WORK TO COMPLETE
Start at the line containing "Prove it: the wispy" and transcribe every line exactly through the end of the records below, and only those lines.

(Beginning of RECORDS SHOWN)

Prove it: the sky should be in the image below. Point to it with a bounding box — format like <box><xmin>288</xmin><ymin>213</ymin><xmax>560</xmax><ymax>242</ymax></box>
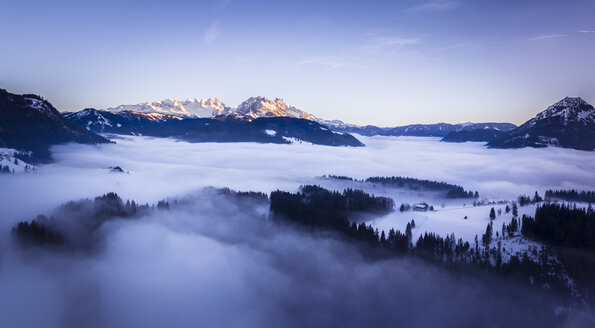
<box><xmin>1</xmin><ymin>0</ymin><xmax>594</xmax><ymax>126</ymax></box>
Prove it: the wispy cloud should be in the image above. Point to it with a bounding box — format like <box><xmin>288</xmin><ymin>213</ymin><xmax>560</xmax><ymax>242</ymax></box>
<box><xmin>430</xmin><ymin>42</ymin><xmax>471</xmax><ymax>52</ymax></box>
<box><xmin>214</xmin><ymin>0</ymin><xmax>231</xmax><ymax>10</ymax></box>
<box><xmin>296</xmin><ymin>56</ymin><xmax>346</xmax><ymax>70</ymax></box>
<box><xmin>527</xmin><ymin>34</ymin><xmax>567</xmax><ymax>40</ymax></box>
<box><xmin>295</xmin><ymin>34</ymin><xmax>422</xmax><ymax>70</ymax></box>
<box><xmin>575</xmin><ymin>30</ymin><xmax>595</xmax><ymax>33</ymax></box>
<box><xmin>204</xmin><ymin>21</ymin><xmax>222</xmax><ymax>42</ymax></box>
<box><xmin>410</xmin><ymin>1</ymin><xmax>461</xmax><ymax>12</ymax></box>
<box><xmin>361</xmin><ymin>36</ymin><xmax>422</xmax><ymax>55</ymax></box>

(End of RECORDS SHOWN)

RESPONSE TO THIS TASK
Prove it: the wispy cloud should be in the image above. Point to it with a bounding box — format like <box><xmin>288</xmin><ymin>213</ymin><xmax>560</xmax><ymax>242</ymax></box>
<box><xmin>430</xmin><ymin>42</ymin><xmax>471</xmax><ymax>52</ymax></box>
<box><xmin>214</xmin><ymin>0</ymin><xmax>231</xmax><ymax>10</ymax></box>
<box><xmin>296</xmin><ymin>56</ymin><xmax>346</xmax><ymax>70</ymax></box>
<box><xmin>527</xmin><ymin>34</ymin><xmax>567</xmax><ymax>40</ymax></box>
<box><xmin>295</xmin><ymin>34</ymin><xmax>422</xmax><ymax>70</ymax></box>
<box><xmin>575</xmin><ymin>30</ymin><xmax>595</xmax><ymax>33</ymax></box>
<box><xmin>204</xmin><ymin>21</ymin><xmax>222</xmax><ymax>42</ymax></box>
<box><xmin>410</xmin><ymin>1</ymin><xmax>461</xmax><ymax>12</ymax></box>
<box><xmin>361</xmin><ymin>36</ymin><xmax>422</xmax><ymax>55</ymax></box>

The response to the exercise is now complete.